--- start of Input for this task ---

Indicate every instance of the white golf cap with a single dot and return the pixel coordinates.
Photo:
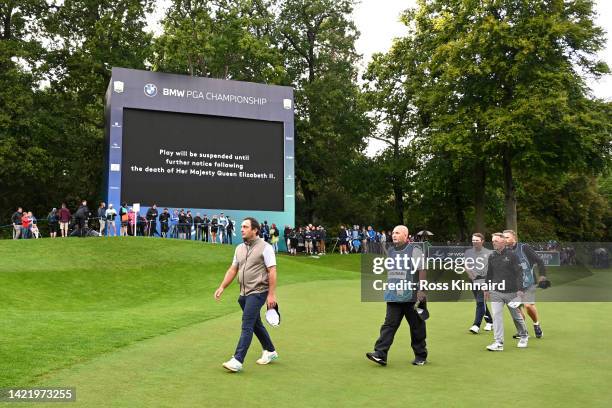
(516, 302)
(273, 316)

--- end of Input for this task ---
--- start of Input for this task ---

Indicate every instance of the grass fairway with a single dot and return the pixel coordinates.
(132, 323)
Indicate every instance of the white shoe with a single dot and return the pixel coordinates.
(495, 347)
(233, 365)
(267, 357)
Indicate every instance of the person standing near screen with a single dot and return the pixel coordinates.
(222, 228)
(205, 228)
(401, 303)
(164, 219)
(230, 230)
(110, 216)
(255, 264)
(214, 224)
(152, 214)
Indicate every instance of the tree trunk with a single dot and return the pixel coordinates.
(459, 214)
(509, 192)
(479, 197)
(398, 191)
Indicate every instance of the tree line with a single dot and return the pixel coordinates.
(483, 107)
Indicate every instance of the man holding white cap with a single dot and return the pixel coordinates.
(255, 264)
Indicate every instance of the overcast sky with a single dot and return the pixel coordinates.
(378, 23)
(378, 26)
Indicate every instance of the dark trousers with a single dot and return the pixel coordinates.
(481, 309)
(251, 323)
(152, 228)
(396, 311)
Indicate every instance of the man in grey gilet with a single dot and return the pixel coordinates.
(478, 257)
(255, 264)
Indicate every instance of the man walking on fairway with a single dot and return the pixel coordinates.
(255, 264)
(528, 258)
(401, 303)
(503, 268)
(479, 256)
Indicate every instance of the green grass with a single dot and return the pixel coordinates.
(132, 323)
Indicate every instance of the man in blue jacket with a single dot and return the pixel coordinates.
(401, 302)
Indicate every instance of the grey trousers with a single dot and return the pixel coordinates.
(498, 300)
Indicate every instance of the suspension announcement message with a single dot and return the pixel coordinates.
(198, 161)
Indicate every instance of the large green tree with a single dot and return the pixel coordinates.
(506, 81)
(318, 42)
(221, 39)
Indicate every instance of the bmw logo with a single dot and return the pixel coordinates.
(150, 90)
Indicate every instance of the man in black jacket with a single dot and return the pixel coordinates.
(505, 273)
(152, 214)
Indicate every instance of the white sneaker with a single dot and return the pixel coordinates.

--- end of Input for this task ---

__The exercise__
Change "trousers" to "pants" in the lines starting at the one that contains "Indicate every instance of the dark" and ending at the one that contains "Indicate every instance of the white sneaker". Give back only those lines, with nothing else altered.

__Output for this exercise__
Indicate every instance of the dark pants with a single dot and return the pixel coordinates.
(481, 309)
(251, 323)
(152, 228)
(396, 311)
Indicate every instance of the man in grey gilet with a single dot and return the pixel coordinates.
(478, 257)
(255, 264)
Indicate every instance of the man walking on fairway with a single dot and return the pixel coordinates.
(255, 264)
(528, 258)
(401, 303)
(503, 268)
(479, 256)
Indicate every instance of the green grass with a single dot and return the pixel coordinates.
(132, 323)
Indicate every instance of the man in blue jacket with a single dot and return the pixel coordinates.
(401, 302)
Indicate every instance of the grey pants with a single dot and return the pixel coordinates.
(498, 300)
Indicate every instance of the suspension announcement message with a single dot and return the pixel coordinates.
(198, 161)
Indicate every instance of the large green tree with a single dot and return the pixel coordinates.
(506, 81)
(318, 42)
(221, 39)
Indicate every instance of the bmw logo with a single dot and return the pixel coordinates.
(150, 90)
Indicate every instance of the man in black jacket with a single dot and return the pixel coordinates.
(505, 273)
(152, 214)
Indicate every instance of the white sneaker with a single dot and return the pixel coordinates.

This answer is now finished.